• _Problems_
[A] In the forum thread about the Sherman tank in Fury, translate this sentence into Spanish: "I won't argue the merits of the movie except to say that the whole thing seemed to be essentially a pastiche of scenes designed to portray some aspect or other of the role of the Sherman tank in the drive to the Rhine."
[B] Write the next part of the forum thread about the Sherman tank in Fury, carrying on from its final sentence.

I saw the Smithsonian feature also. Which motivated me to rent and watch* Fury*. I won't argue the merits of the movie except to say that the whole thing seemed to be essentially a pastiche of scenes designed to portray some aspect or other of the role of the Sherman tank in the drive to the Rhine. As such, it seemed to be reasonably accurate, based on the Smithsonian feature and the works of Stephen Ambrose, which should pretty much be required reading for those interested in this subject. Regarding the Sherman-Tiger encounter in the film, I can only relate that two advantages worthy of note for the Sherman were that it was faster and that there were a vast number of them, compared to the Tiger (or the Panther, for that matter).


----------



## Venusian Broon (Feb 28, 2015)

HareBrain said:


> I haven't seen it either, but my understanding is that the Sherman in the film has a long-barrelled AT gun (I forget the model number, but it's the US equivalent of the British Firefly). So it could destroy a Tiger, with some luck.


Didn't need luck, apparently they were quite good at it and could easily knock out Tigers and Panthers at reasonable combat distances! I had something in my mind that it was a 90mm AT gun (or thereabouts) that they fitted - but it turns out the Firefly was fitted with a 17 pounder or 76.2mm - however it was better than the dreaded 88 than the Germans had.

• _Items_
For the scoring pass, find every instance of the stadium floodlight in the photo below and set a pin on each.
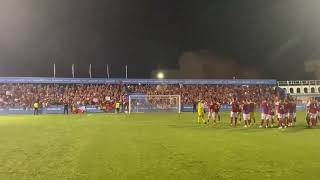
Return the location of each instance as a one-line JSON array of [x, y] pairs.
[[160, 75], [154, 103]]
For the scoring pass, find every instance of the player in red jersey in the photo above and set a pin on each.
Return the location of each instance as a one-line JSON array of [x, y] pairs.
[[246, 113], [294, 104], [290, 113], [264, 112], [216, 110], [312, 112], [286, 111], [211, 112], [276, 107], [281, 114], [271, 113], [234, 112], [252, 110]]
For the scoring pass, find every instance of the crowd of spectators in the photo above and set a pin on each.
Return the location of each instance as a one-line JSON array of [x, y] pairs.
[[24, 95]]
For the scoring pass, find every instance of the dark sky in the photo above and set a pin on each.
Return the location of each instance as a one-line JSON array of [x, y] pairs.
[[275, 37]]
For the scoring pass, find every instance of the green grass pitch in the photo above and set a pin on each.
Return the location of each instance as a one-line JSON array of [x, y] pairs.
[[152, 146]]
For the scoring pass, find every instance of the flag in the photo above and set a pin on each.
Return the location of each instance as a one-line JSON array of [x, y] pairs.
[[126, 71], [54, 70], [72, 68], [108, 71]]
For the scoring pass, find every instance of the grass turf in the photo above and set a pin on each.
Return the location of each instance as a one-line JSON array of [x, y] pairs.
[[152, 146]]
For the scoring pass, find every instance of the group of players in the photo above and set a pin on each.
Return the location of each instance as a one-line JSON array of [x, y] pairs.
[[279, 112]]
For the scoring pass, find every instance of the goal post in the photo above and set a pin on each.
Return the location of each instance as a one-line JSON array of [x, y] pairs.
[[154, 103]]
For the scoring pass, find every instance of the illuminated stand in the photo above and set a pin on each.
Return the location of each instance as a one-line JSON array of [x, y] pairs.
[[154, 103]]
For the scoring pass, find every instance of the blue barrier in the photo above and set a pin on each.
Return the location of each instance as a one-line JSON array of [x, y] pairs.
[[48, 80], [92, 109]]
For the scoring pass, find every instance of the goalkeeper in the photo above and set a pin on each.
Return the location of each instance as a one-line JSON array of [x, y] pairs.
[[201, 112]]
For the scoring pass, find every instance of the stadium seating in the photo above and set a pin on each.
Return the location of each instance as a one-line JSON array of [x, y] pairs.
[[24, 95]]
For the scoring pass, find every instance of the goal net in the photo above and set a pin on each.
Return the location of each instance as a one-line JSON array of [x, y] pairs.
[[154, 103]]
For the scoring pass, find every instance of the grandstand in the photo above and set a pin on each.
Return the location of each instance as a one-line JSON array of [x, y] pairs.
[[163, 144], [19, 94]]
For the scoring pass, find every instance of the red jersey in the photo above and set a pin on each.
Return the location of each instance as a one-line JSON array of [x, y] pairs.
[[286, 108], [281, 108], [291, 107], [235, 106], [313, 108], [264, 107], [270, 110], [216, 107], [246, 108], [211, 107]]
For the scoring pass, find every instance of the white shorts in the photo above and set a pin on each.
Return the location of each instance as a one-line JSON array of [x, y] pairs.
[[234, 114], [313, 115], [290, 115], [246, 117], [210, 114], [281, 116], [269, 117], [264, 116], [215, 115]]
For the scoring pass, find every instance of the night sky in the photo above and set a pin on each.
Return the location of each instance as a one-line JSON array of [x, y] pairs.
[[273, 37]]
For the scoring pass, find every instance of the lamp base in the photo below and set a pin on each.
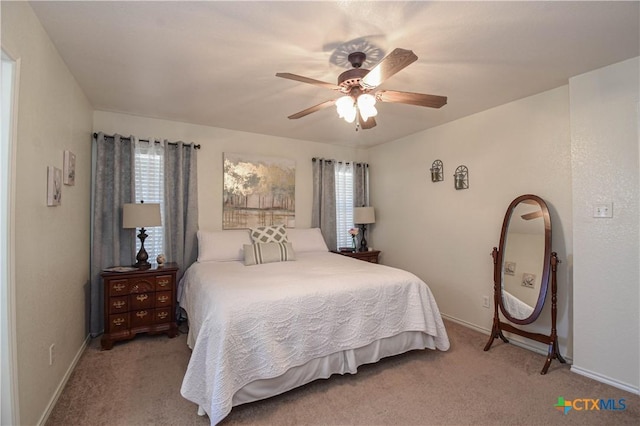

• _Responses in order_
[A] No discutiré los méritos de la película, salvo para decir que todo parecía ser, en esencia, un pastiche de escenas diseñadas para retratar uno u otro aspecto del papel del tanque Sherman en el avance hacia el Rin.

[B]
Don't know what the US equivalent was.


----------



## HareBrain (Feb 28, 2015)

Venusian Broon said:


> however it was better than the dreaded 88 than the Germans had.



Really? Hmm, I'll have to dig out my old Advanced Squad Leader counters!

I know for sure it wasn't as good as the King Tiger gun, but that had a longer barrel than the Tiger I.


----------



## Venusian Broon (Mar 1, 2015)

HareBrain said:


> Really? Hmm, I'll have to dig out my old Advanced Squad Leader counters!
> 
> I know for sure it wasn't as good as the King Tiger gun, but that had a longer barrel than the Tiger I.



King Tiger - (well, how many of them were made? Not that many...)

But for the British weapon - Higher velocity therefore better armour penetration apparently. Surely though it worked, no? In terms of general results in western Europe 1944-45?

Oh yeah, I even got my mates involved in Panzer Blitz/Squad leader and they weren't anywhere near as mad on WW2 games as me


----------



## Jeffbert (Mar 1, 2015)

I watched the film Friday evening, & to avoid spoilers, I will just say that it was *Intense!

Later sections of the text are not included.